- Perintah 1:
Menurut artikel tentang pendidikan di era digital, di mana Konferensi Pendidikan Indonesia (KPI) diselenggarakan?

Transformasi Pendidikan di Era Digital, Siswa Didorong Berpikir Kritis

Fondasi utama pendidikan dasar bukan sekadar kecerdasan teknologi, tetapi kemampuan berpikir kritis dan bersikap bijak terhadap arus informasi yang tak terbatas
Diskusi Transformasi Pendidikan di Era Digital. (Foto:Istimewa)

JuaraNews, Jakarta – Fondasi utama pendidikan dasar bukan sekadar kecerdasan teknologi, tetapi kemampuan berpikir kritis dan bersikap bijak terhadap arus informasi di era digital  yang tak terbatas.

Hal ini menjadi bahasan mengenai arah pendidikan di era kecerdasan buatan dan disrupsi digital pada Konferensi Pendidikan Indonesia (KPI) di Kantor Dinas Pendidikan Jakarta (15/5/2025).

Catatan dari sumber data:
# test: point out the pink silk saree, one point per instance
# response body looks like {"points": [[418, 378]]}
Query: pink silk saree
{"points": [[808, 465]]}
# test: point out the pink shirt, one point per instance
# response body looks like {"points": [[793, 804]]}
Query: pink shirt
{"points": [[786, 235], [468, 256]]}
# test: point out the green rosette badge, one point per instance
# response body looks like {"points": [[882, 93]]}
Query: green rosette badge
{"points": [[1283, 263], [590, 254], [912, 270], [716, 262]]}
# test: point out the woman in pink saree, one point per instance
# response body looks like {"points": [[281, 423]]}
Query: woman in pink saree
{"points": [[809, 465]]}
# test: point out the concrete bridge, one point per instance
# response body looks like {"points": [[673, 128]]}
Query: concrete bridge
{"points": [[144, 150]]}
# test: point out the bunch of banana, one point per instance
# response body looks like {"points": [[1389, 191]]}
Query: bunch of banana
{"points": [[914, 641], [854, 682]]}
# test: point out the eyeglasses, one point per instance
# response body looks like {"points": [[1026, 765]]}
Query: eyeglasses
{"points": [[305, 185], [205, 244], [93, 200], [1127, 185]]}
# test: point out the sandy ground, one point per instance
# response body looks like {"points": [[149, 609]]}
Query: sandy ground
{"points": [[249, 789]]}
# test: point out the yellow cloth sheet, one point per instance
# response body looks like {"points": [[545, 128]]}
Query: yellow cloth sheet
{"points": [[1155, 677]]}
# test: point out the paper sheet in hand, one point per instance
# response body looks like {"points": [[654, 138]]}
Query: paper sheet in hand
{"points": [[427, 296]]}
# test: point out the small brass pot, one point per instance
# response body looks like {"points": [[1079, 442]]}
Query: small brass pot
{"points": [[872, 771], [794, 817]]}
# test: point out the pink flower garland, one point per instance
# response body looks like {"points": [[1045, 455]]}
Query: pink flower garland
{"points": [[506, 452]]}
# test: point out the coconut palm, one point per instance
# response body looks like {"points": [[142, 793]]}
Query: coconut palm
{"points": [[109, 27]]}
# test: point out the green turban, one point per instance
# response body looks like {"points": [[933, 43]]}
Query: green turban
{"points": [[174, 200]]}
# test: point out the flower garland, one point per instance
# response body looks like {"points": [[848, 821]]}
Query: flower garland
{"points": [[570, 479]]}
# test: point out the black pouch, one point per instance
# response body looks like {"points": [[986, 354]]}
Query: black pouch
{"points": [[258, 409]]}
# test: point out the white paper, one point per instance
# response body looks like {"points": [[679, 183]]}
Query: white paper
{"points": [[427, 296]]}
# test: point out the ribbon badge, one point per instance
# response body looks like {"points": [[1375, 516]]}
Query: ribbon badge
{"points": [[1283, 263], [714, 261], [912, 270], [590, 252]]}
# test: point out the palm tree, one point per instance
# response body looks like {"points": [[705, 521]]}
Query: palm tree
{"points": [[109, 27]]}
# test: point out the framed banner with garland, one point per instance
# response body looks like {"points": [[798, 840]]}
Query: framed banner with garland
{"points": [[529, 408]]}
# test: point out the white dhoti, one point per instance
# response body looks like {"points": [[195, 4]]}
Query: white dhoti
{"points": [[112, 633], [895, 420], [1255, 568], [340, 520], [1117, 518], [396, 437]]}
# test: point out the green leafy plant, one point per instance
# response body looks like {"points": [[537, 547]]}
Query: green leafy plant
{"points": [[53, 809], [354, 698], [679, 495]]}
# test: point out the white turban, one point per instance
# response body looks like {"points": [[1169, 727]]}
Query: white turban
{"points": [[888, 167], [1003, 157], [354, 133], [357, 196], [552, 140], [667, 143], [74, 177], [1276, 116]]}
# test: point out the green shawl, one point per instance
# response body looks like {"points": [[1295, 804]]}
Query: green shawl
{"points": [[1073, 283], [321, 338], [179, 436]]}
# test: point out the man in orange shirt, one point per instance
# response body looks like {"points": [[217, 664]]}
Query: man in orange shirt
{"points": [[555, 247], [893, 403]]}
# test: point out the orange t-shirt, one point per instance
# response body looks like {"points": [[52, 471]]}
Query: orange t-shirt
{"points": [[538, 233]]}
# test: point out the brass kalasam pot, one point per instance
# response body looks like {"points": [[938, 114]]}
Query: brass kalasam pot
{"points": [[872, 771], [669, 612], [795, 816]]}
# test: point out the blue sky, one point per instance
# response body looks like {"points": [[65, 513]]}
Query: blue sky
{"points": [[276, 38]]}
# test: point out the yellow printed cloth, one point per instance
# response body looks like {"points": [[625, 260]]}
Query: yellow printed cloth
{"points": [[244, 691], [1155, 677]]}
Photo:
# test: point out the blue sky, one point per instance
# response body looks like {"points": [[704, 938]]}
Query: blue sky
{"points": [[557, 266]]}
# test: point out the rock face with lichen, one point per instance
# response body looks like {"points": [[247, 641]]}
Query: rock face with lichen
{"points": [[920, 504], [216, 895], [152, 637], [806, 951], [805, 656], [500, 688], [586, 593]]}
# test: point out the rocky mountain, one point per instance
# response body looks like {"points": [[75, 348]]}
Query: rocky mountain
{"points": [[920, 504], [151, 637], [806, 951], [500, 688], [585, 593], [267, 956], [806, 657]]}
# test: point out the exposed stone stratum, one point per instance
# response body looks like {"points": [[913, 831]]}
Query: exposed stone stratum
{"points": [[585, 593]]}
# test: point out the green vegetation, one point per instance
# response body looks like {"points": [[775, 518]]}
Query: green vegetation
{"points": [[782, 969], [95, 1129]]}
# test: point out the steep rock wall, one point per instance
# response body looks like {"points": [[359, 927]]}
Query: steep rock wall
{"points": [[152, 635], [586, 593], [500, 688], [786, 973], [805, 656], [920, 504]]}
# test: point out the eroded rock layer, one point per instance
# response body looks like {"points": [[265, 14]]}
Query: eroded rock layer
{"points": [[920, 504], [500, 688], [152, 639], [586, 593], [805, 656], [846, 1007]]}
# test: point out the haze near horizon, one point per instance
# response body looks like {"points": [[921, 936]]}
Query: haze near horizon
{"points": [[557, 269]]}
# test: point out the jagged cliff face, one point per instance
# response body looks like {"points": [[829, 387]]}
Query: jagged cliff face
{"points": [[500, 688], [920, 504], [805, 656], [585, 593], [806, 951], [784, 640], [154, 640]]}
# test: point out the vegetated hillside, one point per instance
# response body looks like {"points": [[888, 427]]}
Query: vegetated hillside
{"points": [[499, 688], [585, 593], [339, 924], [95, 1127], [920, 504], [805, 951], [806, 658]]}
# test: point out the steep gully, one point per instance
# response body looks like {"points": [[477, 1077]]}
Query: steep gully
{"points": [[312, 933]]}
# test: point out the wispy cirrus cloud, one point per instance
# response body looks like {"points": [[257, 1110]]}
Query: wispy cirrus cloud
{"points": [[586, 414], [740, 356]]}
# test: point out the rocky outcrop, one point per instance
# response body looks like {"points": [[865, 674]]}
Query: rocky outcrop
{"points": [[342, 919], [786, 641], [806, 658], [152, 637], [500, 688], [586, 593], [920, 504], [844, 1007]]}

- Perintah 2:
Hitung baris dalam catatan yang memuat kata "brass", dengan membedakan huruf besar dan kecil. Tuliskan angkanya saja.

- Jawaban Benar 1:
Di Kantor Dinas Pendidikan Jakarta.

- Jawaban Benar 2:
4